— THE EXERCISE —
Starting at the line that contains "hat? Mark that spot.", quote each line exactly through the last line of the entries, both included.

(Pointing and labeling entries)
►
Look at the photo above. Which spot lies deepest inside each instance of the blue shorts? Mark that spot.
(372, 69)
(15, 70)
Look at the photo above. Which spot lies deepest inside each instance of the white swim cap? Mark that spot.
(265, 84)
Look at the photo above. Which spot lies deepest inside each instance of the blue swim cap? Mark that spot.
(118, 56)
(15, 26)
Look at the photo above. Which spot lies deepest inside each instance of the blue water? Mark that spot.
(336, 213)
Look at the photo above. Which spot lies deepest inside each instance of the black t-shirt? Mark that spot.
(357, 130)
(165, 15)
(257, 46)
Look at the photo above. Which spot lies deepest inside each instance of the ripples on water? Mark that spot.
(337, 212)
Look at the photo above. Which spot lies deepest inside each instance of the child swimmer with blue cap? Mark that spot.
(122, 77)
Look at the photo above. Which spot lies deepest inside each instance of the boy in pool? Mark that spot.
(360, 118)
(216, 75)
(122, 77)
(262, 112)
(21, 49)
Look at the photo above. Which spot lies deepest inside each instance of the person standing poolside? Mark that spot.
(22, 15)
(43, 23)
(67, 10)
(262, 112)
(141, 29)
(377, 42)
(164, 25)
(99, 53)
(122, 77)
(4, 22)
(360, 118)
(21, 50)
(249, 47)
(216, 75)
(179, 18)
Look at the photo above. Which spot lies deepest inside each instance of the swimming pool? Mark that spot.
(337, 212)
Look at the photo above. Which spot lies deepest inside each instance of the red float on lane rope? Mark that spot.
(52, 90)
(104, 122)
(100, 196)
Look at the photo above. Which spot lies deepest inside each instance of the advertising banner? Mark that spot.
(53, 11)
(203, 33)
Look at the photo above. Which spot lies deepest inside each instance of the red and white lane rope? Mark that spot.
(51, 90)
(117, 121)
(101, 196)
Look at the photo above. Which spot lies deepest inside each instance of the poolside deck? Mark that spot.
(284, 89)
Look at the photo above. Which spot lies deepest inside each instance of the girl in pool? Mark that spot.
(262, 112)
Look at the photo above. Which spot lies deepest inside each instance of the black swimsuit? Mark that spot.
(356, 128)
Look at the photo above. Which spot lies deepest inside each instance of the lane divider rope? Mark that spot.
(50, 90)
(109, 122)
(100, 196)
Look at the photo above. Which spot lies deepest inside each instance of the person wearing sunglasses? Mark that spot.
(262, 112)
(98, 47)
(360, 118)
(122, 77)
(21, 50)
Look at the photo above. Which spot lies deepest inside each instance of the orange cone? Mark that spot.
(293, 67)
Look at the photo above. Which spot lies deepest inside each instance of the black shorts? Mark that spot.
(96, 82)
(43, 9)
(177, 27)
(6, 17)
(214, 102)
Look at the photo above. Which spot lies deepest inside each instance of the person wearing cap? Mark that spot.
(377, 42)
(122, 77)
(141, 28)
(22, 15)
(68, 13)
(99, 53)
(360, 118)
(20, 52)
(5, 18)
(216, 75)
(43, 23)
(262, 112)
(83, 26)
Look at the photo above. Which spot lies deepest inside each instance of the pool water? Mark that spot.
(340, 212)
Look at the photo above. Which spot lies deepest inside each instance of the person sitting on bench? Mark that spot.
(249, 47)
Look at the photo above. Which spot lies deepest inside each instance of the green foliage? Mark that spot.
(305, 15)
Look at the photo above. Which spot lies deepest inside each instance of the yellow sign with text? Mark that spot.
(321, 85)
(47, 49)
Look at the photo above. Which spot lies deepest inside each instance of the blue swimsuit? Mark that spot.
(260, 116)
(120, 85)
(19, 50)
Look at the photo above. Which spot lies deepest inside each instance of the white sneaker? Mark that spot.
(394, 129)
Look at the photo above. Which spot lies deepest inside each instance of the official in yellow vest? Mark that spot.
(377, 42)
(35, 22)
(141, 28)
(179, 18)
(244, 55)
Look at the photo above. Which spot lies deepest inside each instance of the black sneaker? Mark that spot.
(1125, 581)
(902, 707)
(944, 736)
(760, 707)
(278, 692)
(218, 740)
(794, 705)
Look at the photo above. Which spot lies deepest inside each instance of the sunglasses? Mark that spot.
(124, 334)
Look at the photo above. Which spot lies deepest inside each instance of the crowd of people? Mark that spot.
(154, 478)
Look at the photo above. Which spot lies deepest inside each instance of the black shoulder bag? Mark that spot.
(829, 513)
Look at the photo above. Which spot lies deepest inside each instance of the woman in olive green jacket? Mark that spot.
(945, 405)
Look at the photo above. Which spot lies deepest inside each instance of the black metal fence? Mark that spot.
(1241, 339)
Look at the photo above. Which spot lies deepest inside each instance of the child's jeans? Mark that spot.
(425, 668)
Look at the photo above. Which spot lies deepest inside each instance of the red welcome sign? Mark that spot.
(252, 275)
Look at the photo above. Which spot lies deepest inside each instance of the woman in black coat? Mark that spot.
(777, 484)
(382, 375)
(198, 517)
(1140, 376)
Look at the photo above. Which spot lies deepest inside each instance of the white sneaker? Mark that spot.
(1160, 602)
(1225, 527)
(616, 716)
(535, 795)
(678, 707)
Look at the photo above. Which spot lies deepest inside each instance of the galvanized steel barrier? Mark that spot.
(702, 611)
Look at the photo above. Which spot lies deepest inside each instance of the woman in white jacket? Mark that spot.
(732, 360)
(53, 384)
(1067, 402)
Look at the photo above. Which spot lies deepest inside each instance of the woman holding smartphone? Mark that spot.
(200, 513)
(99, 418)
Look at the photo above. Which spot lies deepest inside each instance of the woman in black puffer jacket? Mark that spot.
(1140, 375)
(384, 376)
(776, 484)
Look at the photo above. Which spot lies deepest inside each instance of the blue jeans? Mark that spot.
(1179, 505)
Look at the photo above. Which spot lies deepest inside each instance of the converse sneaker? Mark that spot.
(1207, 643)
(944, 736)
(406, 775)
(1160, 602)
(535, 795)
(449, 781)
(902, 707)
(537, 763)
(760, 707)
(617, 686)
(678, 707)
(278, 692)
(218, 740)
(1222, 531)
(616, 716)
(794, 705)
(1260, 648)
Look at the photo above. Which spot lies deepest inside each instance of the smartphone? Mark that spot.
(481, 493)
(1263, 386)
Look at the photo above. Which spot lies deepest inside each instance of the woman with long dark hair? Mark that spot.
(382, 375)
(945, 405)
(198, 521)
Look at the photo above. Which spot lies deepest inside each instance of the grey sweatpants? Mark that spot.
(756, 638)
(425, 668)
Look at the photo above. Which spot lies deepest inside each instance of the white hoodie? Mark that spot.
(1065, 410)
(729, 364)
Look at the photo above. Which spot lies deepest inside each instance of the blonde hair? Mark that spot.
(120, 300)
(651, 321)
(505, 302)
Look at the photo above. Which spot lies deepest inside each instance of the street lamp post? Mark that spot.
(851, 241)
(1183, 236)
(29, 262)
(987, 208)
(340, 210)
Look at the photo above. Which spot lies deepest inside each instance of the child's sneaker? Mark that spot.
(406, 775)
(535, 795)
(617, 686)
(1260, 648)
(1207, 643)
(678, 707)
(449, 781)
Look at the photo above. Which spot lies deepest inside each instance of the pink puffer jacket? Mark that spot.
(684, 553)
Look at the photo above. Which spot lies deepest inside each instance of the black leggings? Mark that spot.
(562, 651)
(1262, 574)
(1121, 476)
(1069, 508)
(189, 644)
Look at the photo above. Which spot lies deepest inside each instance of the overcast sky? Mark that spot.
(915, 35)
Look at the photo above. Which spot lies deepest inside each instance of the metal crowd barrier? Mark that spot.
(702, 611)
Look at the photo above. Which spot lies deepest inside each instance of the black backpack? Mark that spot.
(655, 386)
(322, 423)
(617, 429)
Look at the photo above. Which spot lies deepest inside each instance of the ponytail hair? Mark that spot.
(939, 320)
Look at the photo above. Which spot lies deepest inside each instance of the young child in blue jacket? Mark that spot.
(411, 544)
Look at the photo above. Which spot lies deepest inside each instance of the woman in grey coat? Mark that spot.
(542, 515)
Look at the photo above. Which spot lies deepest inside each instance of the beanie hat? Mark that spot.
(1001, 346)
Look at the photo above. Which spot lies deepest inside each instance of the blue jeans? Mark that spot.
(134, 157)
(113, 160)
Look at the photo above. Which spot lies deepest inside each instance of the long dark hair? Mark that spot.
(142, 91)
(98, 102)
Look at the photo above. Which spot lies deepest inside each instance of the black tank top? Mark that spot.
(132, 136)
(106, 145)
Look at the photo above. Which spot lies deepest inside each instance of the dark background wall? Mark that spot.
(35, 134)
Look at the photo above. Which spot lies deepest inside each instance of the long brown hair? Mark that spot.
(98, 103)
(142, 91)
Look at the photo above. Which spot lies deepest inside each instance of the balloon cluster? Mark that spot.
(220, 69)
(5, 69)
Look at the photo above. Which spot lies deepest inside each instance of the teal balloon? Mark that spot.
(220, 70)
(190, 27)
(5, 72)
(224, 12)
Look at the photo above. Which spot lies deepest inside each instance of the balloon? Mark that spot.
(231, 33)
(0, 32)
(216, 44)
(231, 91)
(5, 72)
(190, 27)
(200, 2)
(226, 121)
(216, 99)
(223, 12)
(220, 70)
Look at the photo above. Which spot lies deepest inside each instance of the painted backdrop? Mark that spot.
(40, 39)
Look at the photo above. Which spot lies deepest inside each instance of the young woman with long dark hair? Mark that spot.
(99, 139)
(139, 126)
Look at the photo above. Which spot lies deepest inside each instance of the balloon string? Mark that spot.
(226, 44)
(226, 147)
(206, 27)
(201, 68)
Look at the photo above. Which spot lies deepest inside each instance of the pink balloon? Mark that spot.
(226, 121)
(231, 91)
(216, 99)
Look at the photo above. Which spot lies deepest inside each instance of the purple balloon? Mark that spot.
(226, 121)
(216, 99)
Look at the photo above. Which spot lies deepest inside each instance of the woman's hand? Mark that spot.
◄
— FINAL ANSWER —
Look at the photo above. Which spot lies deepest inside each instance of the beanie hat? Mark that spot.
(1001, 346)
Look at the photo above. Which spot lies deepest inside each instance of the blue jeans? Mark that spot.
(134, 157)
(113, 160)
Look at the photo above. Which spot lies deepest inside each instance of the long dark hair? Mark that spot.
(142, 91)
(98, 102)
Look at the photo above. Which spot lies deepest inside each instance of the black tank top? Mark that spot.
(132, 136)
(106, 145)
Look at the photo above. Which spot lies deepest inside each instance of the dark background wall? Mark that spot.
(35, 134)
Look at the photo above. Which spot lies deepest inside each instance of the long brown hair? Mark that spot.
(98, 103)
(142, 91)
Look at the photo above. Which spot lies deepest inside each instance of the balloon cluster? Mark that spot.
(220, 69)
(5, 69)
Look at the photo above. Which spot lies deepest inside each instance of the teal balloon? Mark that spot.
(220, 70)
(190, 27)
(5, 72)
(224, 12)
Look at the photo above. Which spot lies deepest inside each instance of the balloon? Mark that spot.
(231, 33)
(0, 32)
(216, 44)
(231, 91)
(5, 72)
(190, 27)
(200, 2)
(226, 121)
(216, 99)
(223, 12)
(220, 70)
Look at the photo above. Which spot lies deepest inside each instance of the painted backdrop? Mark that spot.
(40, 39)
Look at the photo above. Which spot lies deepest inside each instance of the young woman with long dark hair? Mark that spot.
(99, 139)
(139, 126)
Look at the photo above. Which spot lies deepest inside each instance of the balloon string? Mark that spot.
(226, 44)
(226, 147)
(206, 27)
(201, 68)
Look at the photo above. Which spot lies deepest inside each instance of the pink balloon? Mark that spot.
(226, 121)
(231, 91)
(216, 99)
Look at the photo above. Which spot lies deepest inside each instance of the purple balloon? Mark that spot.
(226, 121)
(216, 99)
Look at the photo above. Which spot lies deepest inside each instance of the woman's hand? Mark that spot.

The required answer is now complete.